> _Problem description_
What you return must be every line from the beginning of the data through the line holding "of the distant", unchanged.

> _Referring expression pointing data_
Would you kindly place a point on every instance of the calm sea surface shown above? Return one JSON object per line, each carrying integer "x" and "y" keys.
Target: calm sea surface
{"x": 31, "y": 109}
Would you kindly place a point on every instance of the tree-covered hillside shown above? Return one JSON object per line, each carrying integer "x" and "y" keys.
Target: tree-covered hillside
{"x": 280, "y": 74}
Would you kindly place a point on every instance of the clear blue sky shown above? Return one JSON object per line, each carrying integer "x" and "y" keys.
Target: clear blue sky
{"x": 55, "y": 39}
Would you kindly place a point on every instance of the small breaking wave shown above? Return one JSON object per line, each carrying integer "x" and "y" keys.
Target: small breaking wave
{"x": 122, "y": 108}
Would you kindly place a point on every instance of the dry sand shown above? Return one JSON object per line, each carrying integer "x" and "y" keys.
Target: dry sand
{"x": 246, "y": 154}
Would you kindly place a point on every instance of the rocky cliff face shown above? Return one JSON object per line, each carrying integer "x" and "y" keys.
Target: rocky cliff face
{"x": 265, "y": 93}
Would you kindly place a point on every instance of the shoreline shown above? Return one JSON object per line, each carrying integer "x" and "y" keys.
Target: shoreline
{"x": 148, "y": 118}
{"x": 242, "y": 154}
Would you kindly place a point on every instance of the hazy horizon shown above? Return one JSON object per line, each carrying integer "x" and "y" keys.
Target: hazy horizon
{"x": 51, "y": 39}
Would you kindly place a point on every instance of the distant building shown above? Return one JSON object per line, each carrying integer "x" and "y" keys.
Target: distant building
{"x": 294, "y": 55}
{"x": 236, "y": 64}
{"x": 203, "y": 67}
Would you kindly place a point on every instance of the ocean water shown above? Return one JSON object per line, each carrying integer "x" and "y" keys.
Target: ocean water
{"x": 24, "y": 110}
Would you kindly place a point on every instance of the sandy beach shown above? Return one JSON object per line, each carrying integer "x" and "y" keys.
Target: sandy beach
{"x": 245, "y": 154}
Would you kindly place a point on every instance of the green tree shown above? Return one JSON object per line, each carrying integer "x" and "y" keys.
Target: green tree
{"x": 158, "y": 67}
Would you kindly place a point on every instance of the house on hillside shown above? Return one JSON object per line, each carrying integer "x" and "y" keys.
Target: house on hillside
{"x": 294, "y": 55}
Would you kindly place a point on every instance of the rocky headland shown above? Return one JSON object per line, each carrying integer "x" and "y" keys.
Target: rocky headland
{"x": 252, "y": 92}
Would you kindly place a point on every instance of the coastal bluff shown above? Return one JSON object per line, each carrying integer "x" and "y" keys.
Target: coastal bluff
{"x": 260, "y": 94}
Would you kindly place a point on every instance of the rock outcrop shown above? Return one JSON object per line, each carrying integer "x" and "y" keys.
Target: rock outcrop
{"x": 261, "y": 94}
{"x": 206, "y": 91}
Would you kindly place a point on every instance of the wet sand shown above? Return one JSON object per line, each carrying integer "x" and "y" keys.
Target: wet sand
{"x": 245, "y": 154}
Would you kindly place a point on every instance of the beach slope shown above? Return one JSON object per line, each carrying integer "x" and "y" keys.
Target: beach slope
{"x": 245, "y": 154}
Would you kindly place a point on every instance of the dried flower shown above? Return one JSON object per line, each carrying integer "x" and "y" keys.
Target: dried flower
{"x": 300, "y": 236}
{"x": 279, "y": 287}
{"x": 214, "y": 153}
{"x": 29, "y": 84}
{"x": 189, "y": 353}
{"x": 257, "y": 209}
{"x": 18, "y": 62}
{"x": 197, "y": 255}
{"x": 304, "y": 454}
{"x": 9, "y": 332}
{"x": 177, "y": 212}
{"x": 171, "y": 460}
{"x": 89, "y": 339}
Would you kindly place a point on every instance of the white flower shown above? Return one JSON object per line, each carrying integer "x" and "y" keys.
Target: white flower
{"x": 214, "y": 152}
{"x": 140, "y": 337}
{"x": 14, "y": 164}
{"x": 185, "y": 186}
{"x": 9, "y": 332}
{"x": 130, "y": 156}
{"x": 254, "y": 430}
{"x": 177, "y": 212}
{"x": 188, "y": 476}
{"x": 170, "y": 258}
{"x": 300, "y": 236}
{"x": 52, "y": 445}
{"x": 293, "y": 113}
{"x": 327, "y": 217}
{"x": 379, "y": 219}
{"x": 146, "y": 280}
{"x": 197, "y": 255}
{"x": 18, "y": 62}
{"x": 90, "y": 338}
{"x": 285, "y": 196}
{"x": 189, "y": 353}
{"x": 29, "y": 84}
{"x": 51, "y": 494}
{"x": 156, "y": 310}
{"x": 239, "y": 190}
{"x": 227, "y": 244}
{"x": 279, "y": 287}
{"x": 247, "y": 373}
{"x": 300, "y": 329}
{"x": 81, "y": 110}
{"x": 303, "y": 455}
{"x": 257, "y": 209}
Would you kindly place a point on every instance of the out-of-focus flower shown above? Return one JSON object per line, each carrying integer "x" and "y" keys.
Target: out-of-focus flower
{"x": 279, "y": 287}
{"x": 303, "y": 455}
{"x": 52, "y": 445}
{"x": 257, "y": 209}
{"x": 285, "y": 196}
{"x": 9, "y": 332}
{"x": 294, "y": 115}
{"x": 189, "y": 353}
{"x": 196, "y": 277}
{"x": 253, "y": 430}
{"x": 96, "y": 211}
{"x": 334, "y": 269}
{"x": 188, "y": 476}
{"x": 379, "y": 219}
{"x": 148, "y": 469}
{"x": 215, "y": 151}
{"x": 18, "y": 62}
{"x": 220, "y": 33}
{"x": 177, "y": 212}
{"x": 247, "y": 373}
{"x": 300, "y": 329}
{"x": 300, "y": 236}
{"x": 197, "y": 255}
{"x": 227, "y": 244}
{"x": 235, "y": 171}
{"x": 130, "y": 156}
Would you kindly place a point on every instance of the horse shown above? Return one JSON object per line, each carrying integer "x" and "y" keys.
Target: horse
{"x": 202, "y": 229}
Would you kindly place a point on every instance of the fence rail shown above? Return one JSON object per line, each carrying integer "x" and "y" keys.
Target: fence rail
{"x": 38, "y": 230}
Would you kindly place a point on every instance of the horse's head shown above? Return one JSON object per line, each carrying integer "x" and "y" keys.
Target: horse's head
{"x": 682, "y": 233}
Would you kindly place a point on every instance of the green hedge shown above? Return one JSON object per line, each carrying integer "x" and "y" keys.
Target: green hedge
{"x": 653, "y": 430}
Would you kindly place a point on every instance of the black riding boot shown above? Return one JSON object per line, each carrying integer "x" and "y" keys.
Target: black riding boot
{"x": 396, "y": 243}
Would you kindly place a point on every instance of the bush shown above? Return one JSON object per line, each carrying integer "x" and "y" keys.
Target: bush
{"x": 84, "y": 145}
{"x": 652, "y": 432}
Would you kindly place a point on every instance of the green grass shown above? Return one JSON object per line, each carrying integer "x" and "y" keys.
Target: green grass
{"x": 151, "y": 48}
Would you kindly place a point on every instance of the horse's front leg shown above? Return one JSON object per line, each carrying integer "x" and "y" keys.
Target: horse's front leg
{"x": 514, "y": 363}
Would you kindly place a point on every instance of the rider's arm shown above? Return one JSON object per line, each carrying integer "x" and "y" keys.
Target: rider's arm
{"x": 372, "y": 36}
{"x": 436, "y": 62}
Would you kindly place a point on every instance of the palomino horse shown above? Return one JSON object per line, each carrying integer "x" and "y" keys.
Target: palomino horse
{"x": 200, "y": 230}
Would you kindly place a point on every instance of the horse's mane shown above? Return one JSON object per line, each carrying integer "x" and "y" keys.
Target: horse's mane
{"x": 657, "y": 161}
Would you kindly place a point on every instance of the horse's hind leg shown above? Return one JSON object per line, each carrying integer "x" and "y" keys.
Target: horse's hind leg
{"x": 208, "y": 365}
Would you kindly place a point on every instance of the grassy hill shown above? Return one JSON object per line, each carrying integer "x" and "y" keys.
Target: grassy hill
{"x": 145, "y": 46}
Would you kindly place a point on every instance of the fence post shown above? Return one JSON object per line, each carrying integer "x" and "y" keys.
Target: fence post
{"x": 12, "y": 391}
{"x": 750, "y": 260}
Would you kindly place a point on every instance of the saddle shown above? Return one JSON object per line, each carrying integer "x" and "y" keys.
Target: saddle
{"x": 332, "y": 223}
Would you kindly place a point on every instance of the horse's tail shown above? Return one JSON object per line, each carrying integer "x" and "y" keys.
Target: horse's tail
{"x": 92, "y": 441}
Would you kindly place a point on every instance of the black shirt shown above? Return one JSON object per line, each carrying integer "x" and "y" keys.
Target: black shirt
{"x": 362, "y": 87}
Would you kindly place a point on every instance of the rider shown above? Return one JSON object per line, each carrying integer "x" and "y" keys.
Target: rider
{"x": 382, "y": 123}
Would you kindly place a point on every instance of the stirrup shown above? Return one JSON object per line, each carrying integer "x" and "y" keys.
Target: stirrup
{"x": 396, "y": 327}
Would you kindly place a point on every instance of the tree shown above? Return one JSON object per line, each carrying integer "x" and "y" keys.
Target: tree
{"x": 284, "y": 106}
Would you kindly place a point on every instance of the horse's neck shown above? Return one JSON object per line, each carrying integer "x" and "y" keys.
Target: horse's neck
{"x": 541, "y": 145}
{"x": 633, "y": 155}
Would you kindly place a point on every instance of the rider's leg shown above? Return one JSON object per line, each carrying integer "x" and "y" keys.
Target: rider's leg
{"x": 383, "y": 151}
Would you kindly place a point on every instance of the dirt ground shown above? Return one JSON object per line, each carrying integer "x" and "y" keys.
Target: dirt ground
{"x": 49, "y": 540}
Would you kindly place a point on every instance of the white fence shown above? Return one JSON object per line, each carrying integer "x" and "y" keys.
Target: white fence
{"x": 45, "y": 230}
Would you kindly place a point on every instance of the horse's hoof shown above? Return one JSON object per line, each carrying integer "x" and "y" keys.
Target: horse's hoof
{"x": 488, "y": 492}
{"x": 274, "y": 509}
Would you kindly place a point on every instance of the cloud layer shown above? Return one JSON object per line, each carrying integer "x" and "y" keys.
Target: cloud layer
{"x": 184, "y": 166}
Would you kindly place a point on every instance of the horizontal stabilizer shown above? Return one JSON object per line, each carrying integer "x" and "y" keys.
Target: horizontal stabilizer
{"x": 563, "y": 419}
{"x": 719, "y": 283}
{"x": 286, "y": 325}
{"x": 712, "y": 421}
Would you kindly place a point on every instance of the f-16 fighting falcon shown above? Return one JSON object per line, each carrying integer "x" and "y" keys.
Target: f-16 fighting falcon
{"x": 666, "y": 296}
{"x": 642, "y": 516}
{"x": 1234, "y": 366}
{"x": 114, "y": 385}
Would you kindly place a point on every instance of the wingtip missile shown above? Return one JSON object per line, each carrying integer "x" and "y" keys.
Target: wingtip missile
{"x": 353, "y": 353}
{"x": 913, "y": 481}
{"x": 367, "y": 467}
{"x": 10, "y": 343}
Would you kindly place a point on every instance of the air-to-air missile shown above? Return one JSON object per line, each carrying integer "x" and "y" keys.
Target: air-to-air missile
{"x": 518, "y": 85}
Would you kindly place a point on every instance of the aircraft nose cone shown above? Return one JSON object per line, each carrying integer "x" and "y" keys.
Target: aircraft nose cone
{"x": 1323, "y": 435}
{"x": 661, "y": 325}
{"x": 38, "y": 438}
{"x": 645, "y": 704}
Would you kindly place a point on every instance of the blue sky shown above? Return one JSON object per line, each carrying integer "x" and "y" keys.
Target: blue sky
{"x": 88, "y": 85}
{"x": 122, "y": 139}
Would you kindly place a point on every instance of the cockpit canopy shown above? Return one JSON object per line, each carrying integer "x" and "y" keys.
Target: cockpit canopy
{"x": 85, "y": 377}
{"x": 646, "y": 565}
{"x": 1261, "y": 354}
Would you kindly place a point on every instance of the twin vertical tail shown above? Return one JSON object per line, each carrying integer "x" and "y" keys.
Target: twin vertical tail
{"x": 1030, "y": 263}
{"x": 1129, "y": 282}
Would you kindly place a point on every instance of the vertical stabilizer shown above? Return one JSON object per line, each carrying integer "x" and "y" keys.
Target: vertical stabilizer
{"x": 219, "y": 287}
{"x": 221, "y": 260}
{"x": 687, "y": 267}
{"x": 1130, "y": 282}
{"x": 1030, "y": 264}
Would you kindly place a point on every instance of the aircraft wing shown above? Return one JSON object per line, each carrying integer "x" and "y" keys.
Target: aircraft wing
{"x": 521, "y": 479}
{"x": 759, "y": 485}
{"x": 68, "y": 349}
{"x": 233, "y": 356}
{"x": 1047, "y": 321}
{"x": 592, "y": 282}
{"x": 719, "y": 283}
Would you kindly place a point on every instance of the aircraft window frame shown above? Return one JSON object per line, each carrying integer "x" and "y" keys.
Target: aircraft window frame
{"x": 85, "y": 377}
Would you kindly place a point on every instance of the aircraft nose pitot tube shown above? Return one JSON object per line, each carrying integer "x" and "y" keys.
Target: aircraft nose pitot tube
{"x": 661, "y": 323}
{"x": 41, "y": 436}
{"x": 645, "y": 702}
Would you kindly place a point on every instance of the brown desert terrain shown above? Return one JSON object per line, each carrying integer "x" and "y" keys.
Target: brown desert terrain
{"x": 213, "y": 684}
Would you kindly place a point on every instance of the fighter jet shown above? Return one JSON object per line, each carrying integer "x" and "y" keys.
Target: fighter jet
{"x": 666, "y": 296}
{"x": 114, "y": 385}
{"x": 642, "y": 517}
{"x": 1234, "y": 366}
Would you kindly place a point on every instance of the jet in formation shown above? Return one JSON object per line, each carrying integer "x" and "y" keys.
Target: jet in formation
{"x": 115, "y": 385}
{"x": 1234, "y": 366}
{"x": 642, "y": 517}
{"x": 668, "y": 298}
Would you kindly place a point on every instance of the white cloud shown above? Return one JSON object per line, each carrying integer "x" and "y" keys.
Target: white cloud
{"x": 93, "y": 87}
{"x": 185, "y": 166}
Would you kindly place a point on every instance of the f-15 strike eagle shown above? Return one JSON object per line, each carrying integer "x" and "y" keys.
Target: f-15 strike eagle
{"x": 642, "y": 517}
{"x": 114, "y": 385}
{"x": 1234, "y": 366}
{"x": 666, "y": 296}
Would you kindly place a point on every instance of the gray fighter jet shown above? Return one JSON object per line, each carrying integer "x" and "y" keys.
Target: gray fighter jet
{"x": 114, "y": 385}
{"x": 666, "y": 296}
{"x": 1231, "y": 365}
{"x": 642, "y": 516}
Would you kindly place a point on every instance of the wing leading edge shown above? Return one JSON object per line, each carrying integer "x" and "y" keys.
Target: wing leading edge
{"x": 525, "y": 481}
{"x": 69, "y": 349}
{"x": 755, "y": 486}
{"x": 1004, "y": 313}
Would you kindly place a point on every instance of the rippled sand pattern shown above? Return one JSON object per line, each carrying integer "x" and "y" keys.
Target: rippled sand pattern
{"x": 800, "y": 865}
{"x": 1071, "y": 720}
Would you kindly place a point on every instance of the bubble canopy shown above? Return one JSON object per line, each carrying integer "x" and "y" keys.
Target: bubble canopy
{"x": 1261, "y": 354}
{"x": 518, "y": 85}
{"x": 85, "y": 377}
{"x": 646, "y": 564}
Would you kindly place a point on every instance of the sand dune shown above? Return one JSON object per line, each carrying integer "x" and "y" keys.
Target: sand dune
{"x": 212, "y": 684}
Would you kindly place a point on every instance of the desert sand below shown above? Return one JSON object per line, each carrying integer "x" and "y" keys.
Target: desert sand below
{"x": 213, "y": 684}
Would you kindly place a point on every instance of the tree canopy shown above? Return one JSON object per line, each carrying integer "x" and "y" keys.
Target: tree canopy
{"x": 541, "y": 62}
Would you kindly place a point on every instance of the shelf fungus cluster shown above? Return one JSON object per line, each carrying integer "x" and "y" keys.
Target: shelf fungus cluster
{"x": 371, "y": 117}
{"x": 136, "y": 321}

> _Solution for this problem_
Would you kindly place a point on every instance of the calm sea surface shown above? Return one JSON object per line, each carrying integer "x" and "y" keys.
Target: calm sea surface
{"x": 31, "y": 109}
Would you kindly place a point on every instance of the tree-covered hillside shown above? Return one JSON object per line, each carrying integer "x" and "y" keys.
Target: tree-covered hillside
{"x": 280, "y": 74}
Would you kindly place a point on every instance of the clear blue sky shown above? Return one JSON object per line, each carrying integer "x" and "y" keys.
Target: clear blue sky
{"x": 55, "y": 39}
Would you kindly place a point on every instance of the small breaking wave shown above? Return one JSON object per line, each carrying integer "x" and "y" keys.
Target: small breaking wave
{"x": 122, "y": 108}
Would you kindly place a point on every instance of the dry sand shown above? Return one JSON object per line, each carrying integer "x" and "y" keys.
Target: dry sand
{"x": 246, "y": 154}
Would you kindly place a point on every instance of the rocky cliff face shown above? Return one JSON object per line, each carrying integer "x" and "y" keys.
Target: rocky cliff face
{"x": 265, "y": 93}
Would you kindly place a point on every instance of the shoreline shown above? Return one JSON object per line, each carrying integer "x" and "y" keys.
Target: shoreline
{"x": 148, "y": 118}
{"x": 242, "y": 154}
Would you kindly place a point on every instance of the hazy horizon shown above? Return one JSON object per line, each carrying integer "x" and "y" keys.
Target: hazy horizon
{"x": 51, "y": 39}
Would you kindly place a point on every instance of the distant building shown above? Return one JSON object per line, each carrying integer "x" and "y" keys.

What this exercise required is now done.